::: GIVEN INFORMATION

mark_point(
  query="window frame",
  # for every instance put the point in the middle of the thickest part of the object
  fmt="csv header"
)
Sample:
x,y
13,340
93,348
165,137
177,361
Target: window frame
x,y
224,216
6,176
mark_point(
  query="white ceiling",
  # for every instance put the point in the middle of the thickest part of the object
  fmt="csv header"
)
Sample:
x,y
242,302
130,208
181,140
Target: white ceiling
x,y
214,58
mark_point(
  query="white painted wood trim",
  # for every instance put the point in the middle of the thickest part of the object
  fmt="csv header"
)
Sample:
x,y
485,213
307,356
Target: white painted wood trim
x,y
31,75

::::::

● **WHAT YOU SHOULD DO**: All of the records are to be reproduced exactly as they were given.

● **SOLUTION BELOW**:
mark_point(
  query="window frame",
  # for every instance put the point in the middle of the thickest part of the object
  fmt="csv header"
)
Sample:
x,y
13,340
93,348
165,137
177,361
Target: window frame
x,y
224,216
6,176
mark_point(
  query="white ceiling",
  # for every instance put the point in the middle of the thickest part of the object
  fmt="csv header"
)
Sample:
x,y
242,302
130,208
181,140
Target: white ceiling
x,y
214,58
mark_point(
  query="white painted wood trim",
  # for every instance put the point in the middle of the thickest part of the object
  fmt="csv header"
)
Sample:
x,y
485,213
307,356
Target: white painted wood trim
x,y
31,75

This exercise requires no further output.